2022-05-18 2:16:24 PM  

DerAppie: Felgraf: DerAppie: trerro: DerAppie: Polio complications were a life long issue though. Almost all "long covid" cases clear up after a few months.

https://www.hopkinsmedicine.org/health/conditions-and-diseases/coronavirus/covid-long-haulers-long-term-effects-of-covid19

"Most" recover after a few months. Even if 95% do (and "most" is usually a lower percentage than 95), that would still only be enough to lower the 10% long-haul rate down to polio's 0.5%, not below it.

It's unknown if there actually is an upper limit on how long some of the lingering symptoms last, and it's also been known to cause diabetes, which very rarely goes away once you have it. So yeah, it may not be a "thousands of people in iron lungs"-level issue, but it's not something to ignore either.

I'm not saying people should ignore it, but conflating "10% will get long covid!" which includes "will be tired for a month" with "polio was only 0.5%!" is very, very, very disingenuous.

The longest long covid on record is 16 months. This is not on the same level as permanent disfigurements from polio.

Brief 1
Reproduce the passage of the long covid and polio discussion between "DerAppie: Felgraf: DerAppie: trerro: DerAppie: Polio" and "to ignore either.", inclusive.
Brief 2
Carry on the long covid and polio discussion from the point where it ends.

Input data
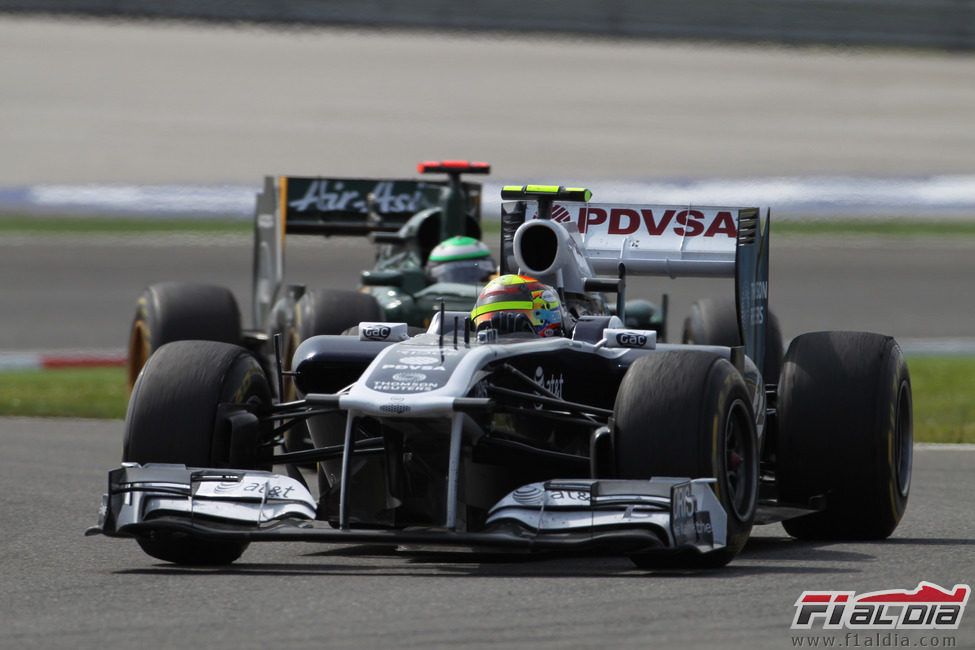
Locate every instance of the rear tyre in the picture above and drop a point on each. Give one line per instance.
(714, 321)
(688, 413)
(179, 311)
(172, 418)
(845, 430)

Answer section 1
DerAppie: Felgraf: DerAppie: trerro: DerAppie: Polio complications were a life long issue though. Almost all "long covid" cases clear up after a few months.

https://www.hopkinsmedicine.org/health/conditions-and-diseases/coronavirus/covid-long-haulers-long-term-effects-of-covid19

"Most" recover after a few months. Even if 95% do (and "most" is usually a lower percentage than 95), that would still only be enough to lower the 10% long-haul rate down to polio's 0.5%, not below it.

It's unknown if there actually is an upper limit on how long some of the lingering symptoms last, and it's also been known to cause diabetes, which very rarely goes away once you have it. So yeah, it may not be a "thousands of people in iron lungs"-level issue, but it's not something to ignore either.

Answer section 2
This?
https://www.bbc.com/news/health-61173945

That's not what most people talk about when they talk about 'long covid'. That's someone who had a 16 month covid infection.

(They died, BTW).

Otherwise I can't seem to find your 'longest long covid' stat.

No I had something from bloomberg, I went to grab the article and saw I misinterpreted it. They're talking about the same case but called it long covid.

But that still doesn't change the point I put forth though. All official statements I find about it say "weeks to months," with no mention of "but can last for multiple years or even forever," and the severity is also completely disparate to put 10% of long covid and 0.5% polio next to each other as if they can be compared without any further context.


COVID hasn't existed long enough for us to put an upper bound on how long the effects can last. Some fraction of it will probably be "forever" but there's very little actual data beyond 2 years.
 
2022-05-19 2:06:53 PM  

Ivo Shandor: DerAppie: Felgraf: DerAppie: trerro: DerAppie: Polio complications were a life long issue though. Almost all "long covid" cases clear up after a few months.

https://www.hopkinsmedicine.org/health/conditions-and-diseases/coronavirus/covid-long-haulers-long-term-effects-of-covid19

"Most" recover after a few months. Even if 95% do (and "most" is usually a lower percentage than 95), that would still only be enough to lower the 10% long-haul rate down to polio's 0.5%, not below it.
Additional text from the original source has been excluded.